Begin ITEMS

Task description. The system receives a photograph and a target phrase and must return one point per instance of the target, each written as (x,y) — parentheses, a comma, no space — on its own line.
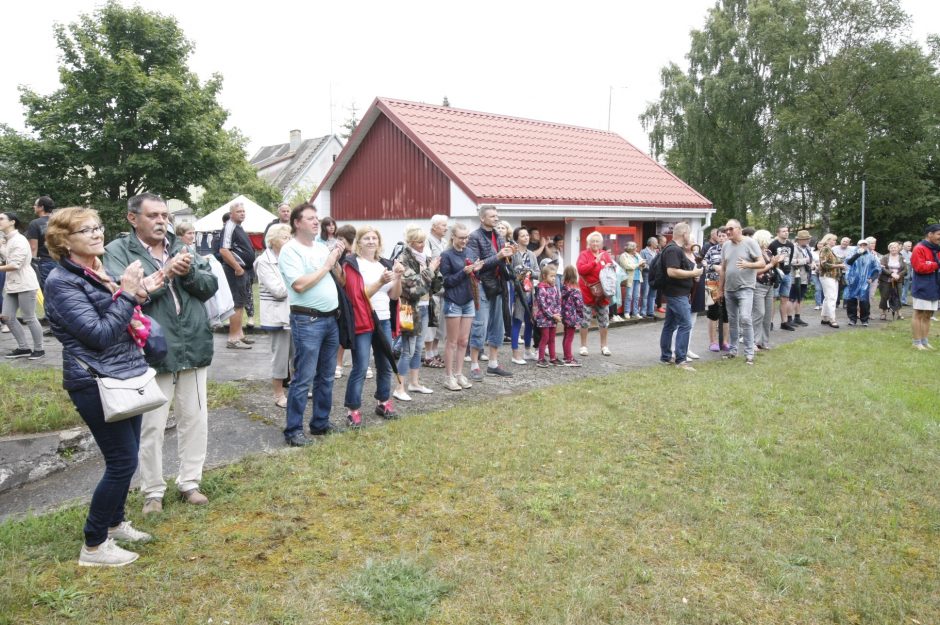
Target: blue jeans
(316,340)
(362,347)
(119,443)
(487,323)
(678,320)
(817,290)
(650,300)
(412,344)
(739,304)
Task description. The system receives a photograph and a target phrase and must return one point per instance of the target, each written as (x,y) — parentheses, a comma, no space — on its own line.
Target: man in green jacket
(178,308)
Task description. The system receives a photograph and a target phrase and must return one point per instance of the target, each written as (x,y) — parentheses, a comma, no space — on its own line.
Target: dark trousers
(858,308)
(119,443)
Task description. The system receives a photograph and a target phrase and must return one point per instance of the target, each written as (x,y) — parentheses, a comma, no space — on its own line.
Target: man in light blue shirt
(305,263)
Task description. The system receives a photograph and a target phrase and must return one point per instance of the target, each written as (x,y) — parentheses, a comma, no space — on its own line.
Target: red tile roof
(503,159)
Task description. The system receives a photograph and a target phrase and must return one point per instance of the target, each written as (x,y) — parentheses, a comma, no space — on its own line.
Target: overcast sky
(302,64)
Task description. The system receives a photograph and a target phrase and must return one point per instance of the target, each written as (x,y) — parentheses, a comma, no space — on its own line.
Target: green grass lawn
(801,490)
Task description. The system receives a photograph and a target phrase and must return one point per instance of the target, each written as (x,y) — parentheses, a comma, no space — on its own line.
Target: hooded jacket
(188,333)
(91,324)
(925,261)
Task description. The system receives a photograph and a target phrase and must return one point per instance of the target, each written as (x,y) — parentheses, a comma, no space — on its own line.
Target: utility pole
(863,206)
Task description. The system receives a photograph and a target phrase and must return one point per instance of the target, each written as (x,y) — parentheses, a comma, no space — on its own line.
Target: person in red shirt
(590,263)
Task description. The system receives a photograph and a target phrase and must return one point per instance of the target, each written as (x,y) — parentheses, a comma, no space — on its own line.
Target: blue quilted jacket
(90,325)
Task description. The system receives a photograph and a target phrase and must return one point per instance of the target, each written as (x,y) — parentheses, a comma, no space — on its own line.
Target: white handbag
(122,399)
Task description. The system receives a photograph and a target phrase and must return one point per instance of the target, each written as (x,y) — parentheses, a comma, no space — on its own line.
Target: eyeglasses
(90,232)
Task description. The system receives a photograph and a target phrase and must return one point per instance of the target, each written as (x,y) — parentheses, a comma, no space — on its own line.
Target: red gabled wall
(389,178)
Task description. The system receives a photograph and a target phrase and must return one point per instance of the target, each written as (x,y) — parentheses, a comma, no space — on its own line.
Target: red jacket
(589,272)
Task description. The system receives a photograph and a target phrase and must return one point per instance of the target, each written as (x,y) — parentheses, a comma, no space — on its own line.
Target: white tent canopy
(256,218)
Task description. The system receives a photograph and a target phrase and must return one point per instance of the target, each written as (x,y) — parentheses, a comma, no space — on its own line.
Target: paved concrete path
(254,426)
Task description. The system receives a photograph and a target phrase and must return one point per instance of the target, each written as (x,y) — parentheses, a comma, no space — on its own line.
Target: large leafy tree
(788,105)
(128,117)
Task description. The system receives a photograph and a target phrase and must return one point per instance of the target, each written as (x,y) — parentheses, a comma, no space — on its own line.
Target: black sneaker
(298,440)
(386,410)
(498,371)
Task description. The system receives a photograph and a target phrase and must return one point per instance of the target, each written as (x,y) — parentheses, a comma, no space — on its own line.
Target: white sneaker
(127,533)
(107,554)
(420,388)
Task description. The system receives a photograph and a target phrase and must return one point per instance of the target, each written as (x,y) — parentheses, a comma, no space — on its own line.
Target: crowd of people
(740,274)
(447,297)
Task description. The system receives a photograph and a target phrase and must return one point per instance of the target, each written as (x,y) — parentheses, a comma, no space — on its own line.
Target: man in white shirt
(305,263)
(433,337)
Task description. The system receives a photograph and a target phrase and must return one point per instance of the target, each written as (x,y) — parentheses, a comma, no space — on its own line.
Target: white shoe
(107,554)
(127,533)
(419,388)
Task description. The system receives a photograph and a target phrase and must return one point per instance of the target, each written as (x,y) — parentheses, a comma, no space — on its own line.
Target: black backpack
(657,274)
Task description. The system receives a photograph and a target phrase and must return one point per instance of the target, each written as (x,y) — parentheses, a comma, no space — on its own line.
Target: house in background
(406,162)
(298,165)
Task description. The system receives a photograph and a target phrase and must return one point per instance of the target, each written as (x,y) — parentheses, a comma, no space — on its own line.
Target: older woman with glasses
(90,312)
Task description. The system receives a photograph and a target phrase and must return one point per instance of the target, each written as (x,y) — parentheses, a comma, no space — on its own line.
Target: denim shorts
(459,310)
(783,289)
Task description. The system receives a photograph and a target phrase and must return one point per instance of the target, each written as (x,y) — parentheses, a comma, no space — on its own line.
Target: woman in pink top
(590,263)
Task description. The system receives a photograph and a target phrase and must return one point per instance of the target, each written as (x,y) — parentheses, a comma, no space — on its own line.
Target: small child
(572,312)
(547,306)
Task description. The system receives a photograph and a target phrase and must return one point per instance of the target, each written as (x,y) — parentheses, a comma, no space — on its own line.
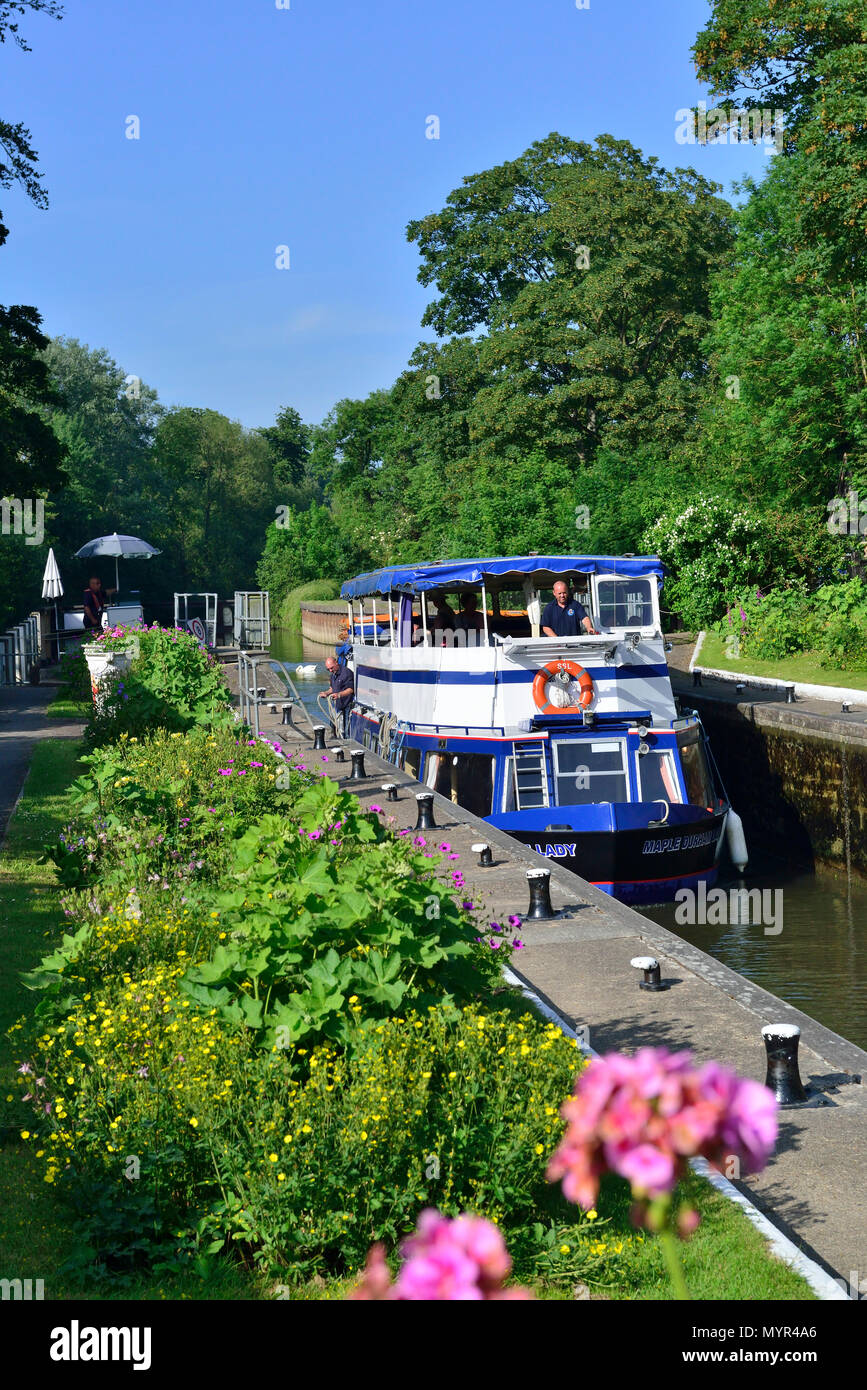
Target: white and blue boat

End ITEMS
Begin ITEMS

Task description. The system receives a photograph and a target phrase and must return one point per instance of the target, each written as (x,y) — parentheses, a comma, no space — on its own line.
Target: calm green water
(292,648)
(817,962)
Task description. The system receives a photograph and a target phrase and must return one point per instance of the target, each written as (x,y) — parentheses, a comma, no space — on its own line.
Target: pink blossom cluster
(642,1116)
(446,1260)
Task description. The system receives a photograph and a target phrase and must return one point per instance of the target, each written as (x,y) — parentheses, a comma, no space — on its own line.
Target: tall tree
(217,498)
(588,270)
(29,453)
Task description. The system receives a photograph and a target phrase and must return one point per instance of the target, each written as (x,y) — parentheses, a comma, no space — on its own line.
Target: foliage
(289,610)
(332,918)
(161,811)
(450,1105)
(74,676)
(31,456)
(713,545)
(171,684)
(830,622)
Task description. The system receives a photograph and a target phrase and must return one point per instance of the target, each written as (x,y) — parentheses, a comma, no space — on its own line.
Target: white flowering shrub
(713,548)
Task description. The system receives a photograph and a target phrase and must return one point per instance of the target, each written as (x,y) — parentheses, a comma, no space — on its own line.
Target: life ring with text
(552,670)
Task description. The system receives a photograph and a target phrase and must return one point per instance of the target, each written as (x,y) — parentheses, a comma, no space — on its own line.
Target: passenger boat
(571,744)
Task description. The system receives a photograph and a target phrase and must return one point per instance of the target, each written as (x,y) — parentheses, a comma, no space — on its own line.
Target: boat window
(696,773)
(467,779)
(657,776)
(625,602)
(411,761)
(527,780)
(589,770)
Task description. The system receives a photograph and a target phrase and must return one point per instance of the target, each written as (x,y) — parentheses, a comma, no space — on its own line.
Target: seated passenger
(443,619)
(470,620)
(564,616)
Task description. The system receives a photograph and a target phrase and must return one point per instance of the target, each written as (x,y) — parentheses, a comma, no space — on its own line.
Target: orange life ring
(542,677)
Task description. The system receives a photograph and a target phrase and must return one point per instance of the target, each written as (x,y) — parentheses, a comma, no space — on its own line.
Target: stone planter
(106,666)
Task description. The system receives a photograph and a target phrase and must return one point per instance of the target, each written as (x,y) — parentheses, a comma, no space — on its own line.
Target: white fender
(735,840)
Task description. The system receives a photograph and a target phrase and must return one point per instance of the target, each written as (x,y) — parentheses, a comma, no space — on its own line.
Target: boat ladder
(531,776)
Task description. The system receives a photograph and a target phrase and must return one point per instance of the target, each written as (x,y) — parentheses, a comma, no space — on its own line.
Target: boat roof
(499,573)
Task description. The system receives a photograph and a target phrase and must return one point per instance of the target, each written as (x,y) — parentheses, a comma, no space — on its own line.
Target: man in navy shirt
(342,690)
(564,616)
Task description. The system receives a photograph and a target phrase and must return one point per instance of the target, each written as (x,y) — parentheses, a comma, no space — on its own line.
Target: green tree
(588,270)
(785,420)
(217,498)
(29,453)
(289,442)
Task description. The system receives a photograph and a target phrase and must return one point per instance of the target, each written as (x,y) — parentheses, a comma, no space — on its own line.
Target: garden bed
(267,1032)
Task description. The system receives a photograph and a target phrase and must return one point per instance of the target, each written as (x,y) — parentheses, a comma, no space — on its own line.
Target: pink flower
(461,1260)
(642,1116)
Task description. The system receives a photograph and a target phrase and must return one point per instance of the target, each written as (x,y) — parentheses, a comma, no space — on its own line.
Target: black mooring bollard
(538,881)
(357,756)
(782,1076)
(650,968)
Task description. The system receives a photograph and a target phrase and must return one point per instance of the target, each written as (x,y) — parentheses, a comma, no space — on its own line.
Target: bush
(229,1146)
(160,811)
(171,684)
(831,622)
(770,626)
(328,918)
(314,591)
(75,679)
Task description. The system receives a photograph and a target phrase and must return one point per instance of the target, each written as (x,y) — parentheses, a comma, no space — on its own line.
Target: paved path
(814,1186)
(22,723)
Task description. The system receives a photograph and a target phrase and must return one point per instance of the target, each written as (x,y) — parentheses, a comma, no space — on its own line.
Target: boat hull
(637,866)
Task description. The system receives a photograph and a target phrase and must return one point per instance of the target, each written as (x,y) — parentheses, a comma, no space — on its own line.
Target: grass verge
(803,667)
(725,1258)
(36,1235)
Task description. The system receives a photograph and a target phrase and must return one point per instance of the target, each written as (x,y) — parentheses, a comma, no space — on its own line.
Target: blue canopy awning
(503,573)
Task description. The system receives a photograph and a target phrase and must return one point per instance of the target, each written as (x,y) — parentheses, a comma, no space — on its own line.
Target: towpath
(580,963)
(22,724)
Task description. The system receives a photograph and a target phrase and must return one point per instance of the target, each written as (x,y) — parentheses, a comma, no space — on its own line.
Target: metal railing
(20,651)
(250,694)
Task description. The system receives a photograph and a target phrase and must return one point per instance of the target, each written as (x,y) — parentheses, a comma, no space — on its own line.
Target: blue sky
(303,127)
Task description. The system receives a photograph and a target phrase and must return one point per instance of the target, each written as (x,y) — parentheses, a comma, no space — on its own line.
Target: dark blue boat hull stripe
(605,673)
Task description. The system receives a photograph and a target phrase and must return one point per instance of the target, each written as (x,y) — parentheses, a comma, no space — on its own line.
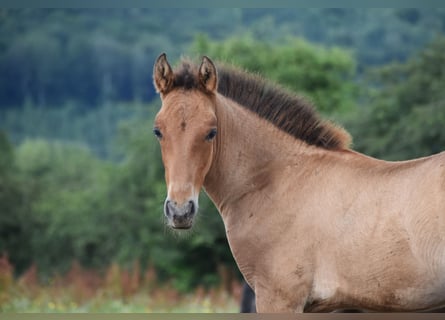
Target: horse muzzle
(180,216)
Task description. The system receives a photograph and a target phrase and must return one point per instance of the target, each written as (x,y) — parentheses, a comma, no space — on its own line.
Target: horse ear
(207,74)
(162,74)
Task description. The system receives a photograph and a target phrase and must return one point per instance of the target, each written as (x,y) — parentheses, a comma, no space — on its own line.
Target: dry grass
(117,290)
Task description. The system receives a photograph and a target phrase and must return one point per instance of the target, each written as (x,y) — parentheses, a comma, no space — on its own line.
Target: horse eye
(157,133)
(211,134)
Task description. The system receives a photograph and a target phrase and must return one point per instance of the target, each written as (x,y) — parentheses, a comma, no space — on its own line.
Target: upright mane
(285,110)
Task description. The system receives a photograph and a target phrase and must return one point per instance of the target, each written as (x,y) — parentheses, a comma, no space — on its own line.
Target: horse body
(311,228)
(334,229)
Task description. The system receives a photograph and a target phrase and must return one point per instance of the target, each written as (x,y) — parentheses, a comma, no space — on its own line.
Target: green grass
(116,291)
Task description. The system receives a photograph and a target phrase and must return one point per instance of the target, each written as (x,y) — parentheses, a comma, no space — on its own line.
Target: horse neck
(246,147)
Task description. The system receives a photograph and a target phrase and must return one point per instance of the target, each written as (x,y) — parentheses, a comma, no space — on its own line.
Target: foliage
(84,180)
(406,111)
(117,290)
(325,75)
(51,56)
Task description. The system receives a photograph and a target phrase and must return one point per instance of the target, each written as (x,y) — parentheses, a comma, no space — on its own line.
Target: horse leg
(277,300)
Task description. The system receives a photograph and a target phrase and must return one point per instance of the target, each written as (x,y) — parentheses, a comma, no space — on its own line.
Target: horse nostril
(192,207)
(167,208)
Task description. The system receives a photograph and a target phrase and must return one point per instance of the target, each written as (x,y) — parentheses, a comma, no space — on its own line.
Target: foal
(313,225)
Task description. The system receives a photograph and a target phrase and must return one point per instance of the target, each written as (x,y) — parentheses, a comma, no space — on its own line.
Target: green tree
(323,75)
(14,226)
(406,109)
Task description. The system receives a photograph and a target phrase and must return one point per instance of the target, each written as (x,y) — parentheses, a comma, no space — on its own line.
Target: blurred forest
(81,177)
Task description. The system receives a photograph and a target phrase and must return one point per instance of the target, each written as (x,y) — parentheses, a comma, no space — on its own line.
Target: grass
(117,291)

End ITEMS

# WHAT IS REQUIRED
Identify every line in the listing that contains the string "paved" and copy each such line. Case counts.

# RESULT OF THIS TASK
Target: paved concrete path
Target: paved path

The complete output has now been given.